__Task requirements__:
In your copy, repeat the records exactly and leave out the pictures.

─── Entries supplied

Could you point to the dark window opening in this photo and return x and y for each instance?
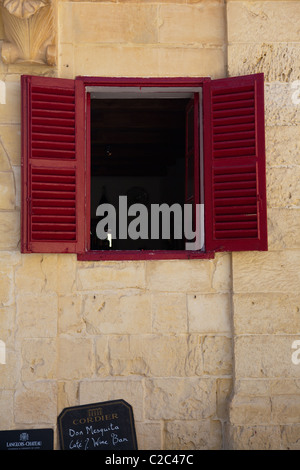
(137, 150)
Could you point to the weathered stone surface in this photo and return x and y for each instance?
(39, 359)
(112, 275)
(194, 398)
(254, 437)
(179, 24)
(283, 229)
(37, 315)
(217, 355)
(121, 312)
(193, 435)
(280, 110)
(70, 318)
(209, 313)
(277, 61)
(36, 403)
(268, 313)
(265, 356)
(282, 145)
(148, 435)
(7, 408)
(114, 23)
(130, 390)
(266, 272)
(260, 21)
(154, 355)
(169, 313)
(180, 276)
(9, 230)
(76, 358)
(283, 187)
(151, 61)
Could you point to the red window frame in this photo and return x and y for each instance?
(237, 103)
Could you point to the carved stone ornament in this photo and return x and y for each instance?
(29, 32)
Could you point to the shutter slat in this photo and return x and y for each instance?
(235, 189)
(51, 166)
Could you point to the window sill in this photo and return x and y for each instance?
(124, 255)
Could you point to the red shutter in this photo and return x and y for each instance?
(234, 159)
(52, 172)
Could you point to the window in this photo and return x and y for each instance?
(199, 142)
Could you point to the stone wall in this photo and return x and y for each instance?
(201, 349)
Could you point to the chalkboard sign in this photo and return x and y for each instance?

──────

__Answer section__:
Could you point to the dark window opening in this photo and return x and y for each instance?
(137, 150)
Could you point to the weathered stone surface in this photo and return x and y for each instance?
(39, 359)
(112, 275)
(194, 398)
(254, 437)
(179, 24)
(283, 229)
(37, 315)
(217, 355)
(121, 312)
(193, 435)
(280, 110)
(70, 318)
(209, 313)
(277, 61)
(36, 403)
(268, 313)
(265, 356)
(282, 145)
(148, 435)
(7, 408)
(114, 23)
(130, 390)
(266, 272)
(260, 21)
(154, 355)
(169, 313)
(180, 276)
(9, 230)
(76, 358)
(283, 187)
(151, 61)
Could you point to the red window frame in this photo and return x and y for each instance?
(237, 103)
Could you point to the carved stone ornament in this photo and return x and y for each instance?
(29, 32)
Could you point to the shutter slat in this photo and return x and y for each instance?
(235, 189)
(51, 166)
Could you point to the window sill in this photo and return x and y for each instance?
(124, 255)
Could you point to the red shutter in this photo and return x and y for each instance?
(234, 159)
(52, 172)
Could you point to the window in this photo and return x and y for each instance?
(199, 142)
Could you point to the stone wall in this photo and return x and y for each instance?
(201, 349)
Could you point to the chalkboard sign in this photo and return x and y for each instance?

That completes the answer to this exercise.